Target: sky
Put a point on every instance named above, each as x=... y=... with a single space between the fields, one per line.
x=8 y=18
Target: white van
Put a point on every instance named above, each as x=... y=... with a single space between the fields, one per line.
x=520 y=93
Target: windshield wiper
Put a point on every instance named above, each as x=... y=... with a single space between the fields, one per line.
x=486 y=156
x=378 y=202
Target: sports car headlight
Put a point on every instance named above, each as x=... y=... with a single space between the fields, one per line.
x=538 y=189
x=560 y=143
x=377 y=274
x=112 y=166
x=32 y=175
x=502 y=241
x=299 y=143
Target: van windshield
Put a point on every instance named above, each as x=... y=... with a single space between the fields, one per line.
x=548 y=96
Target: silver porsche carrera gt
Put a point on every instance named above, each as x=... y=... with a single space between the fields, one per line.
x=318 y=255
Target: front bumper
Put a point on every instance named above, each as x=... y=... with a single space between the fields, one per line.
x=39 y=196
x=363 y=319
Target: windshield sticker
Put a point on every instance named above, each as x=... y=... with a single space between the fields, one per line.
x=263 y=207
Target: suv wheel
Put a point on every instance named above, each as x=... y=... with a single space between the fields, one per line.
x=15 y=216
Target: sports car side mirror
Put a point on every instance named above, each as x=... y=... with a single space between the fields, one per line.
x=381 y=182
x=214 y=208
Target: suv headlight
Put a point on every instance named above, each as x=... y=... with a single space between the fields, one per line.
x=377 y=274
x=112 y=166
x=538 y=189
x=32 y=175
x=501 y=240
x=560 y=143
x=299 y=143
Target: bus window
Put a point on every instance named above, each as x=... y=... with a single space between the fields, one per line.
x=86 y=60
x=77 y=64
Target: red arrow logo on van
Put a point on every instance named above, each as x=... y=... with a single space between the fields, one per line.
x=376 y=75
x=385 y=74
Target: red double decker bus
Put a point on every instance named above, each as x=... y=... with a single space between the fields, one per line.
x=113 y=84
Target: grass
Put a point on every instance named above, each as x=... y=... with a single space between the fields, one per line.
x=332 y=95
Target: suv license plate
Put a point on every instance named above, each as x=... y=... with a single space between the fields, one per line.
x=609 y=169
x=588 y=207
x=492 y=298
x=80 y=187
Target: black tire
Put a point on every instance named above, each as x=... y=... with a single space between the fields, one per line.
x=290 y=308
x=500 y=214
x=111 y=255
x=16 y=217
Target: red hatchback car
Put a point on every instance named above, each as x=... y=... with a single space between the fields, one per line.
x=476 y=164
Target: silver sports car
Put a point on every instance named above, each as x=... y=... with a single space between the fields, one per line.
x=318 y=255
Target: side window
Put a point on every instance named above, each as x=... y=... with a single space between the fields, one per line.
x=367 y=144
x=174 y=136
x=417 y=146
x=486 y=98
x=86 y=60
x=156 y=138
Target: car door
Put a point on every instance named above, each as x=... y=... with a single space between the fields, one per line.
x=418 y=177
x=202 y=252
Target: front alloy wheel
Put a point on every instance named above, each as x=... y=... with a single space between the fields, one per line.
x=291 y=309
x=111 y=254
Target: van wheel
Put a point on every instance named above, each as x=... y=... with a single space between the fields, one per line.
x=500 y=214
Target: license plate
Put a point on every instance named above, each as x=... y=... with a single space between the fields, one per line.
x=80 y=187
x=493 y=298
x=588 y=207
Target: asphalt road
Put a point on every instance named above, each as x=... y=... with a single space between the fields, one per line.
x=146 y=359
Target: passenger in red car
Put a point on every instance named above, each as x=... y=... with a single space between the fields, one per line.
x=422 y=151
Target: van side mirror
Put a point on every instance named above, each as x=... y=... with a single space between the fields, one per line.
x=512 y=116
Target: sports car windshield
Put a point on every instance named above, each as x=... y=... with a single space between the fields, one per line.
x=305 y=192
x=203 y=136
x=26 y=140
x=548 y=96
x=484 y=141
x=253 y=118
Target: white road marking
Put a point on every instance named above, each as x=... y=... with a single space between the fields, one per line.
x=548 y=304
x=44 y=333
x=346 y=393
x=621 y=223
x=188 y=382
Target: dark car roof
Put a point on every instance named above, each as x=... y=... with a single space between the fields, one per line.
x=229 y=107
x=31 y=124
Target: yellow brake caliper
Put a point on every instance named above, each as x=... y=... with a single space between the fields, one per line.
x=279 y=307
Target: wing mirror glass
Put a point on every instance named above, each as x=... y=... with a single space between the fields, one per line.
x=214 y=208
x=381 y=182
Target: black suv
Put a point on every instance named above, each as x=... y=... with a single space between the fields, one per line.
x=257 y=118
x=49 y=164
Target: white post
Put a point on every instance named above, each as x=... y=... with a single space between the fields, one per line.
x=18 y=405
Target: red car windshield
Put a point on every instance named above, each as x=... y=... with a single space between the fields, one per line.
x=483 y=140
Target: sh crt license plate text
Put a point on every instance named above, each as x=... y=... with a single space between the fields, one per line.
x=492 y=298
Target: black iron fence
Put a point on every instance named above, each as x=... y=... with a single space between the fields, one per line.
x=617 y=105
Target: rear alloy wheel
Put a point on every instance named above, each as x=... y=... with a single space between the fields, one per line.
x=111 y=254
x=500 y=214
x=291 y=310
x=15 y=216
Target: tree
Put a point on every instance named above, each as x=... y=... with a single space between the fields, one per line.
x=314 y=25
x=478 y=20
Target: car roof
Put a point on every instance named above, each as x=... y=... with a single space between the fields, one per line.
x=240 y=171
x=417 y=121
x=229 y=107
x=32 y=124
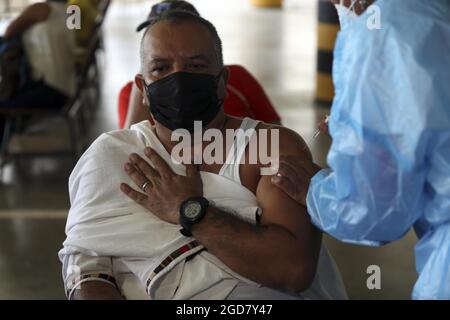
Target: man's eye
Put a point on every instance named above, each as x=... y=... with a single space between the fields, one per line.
x=158 y=69
x=197 y=66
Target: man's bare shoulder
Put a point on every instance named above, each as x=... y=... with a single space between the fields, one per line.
x=290 y=142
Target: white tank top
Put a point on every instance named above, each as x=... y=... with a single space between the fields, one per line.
x=50 y=49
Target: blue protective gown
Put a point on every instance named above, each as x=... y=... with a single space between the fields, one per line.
x=390 y=123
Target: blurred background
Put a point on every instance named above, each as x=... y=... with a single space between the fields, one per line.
x=287 y=45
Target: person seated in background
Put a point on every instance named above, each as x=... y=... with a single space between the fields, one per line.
x=245 y=96
x=48 y=46
x=253 y=242
x=89 y=12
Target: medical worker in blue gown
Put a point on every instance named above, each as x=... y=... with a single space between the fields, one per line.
x=390 y=124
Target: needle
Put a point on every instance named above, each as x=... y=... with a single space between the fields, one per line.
x=317 y=132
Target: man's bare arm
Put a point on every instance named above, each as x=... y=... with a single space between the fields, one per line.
x=96 y=290
x=281 y=251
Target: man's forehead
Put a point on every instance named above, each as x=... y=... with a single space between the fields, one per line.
x=186 y=39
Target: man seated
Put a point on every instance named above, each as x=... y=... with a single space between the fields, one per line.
x=241 y=238
x=245 y=95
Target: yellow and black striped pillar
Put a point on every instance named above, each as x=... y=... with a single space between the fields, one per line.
x=328 y=27
x=267 y=3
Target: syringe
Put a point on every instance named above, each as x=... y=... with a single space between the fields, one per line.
x=317 y=132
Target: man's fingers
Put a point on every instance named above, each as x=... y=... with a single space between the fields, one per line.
x=192 y=170
x=144 y=167
x=133 y=194
x=138 y=178
x=160 y=165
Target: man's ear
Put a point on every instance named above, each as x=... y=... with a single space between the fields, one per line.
x=223 y=82
x=139 y=81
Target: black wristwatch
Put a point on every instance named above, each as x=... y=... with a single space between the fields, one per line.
x=192 y=211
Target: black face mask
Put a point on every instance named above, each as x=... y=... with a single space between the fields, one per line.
x=181 y=98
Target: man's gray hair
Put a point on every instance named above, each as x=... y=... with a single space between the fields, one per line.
x=179 y=16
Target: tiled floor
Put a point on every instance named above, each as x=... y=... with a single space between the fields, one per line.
x=278 y=47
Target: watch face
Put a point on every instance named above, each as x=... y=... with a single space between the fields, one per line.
x=192 y=210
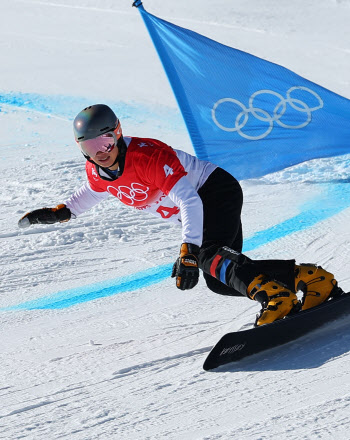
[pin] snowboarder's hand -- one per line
(185, 269)
(45, 216)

== DIRECTIONS ==
Word for word, give again the lines from the line holding "Target: syringe" through the last line of the material, both included; pictures are not part of the copy.

== YOUR RESPONSE ==
Target: syringe
Put a point on every instance named above, each as x=... y=... with a single space between the fields, one per line.
x=317 y=132
Target: man's fingers
Put a point on every instance named above, each as x=... y=... with a single space between the fields, one per line.
x=192 y=170
x=144 y=167
x=133 y=194
x=138 y=178
x=160 y=165
Target: man's ear
Put a point on every instance named above, each as x=... y=... with a single space between the fields, one per line.
x=223 y=82
x=139 y=81
Target: black wristwatch
Put a point on every instance named above, each as x=... y=... with a single space between the fields, one per line.
x=192 y=211
Target: black face mask
Put a point on every instance named above, each as x=... y=... with a single space between the fields, one per line.
x=181 y=98
Target: man's gray hair
Put a point on every instance named above, each as x=... y=... with a single space between the fields, one per line.
x=179 y=16
Target: tiled floor
Put a point on every instance named above, each as x=... y=... with a single space between the fields, one per line.
x=278 y=47
Target: watch face
Put a point on every instance named above, each as x=... y=... with a single space between the fields, one per line.
x=192 y=210
[pin] snowboarder's hand -- one per line
(185, 269)
(45, 216)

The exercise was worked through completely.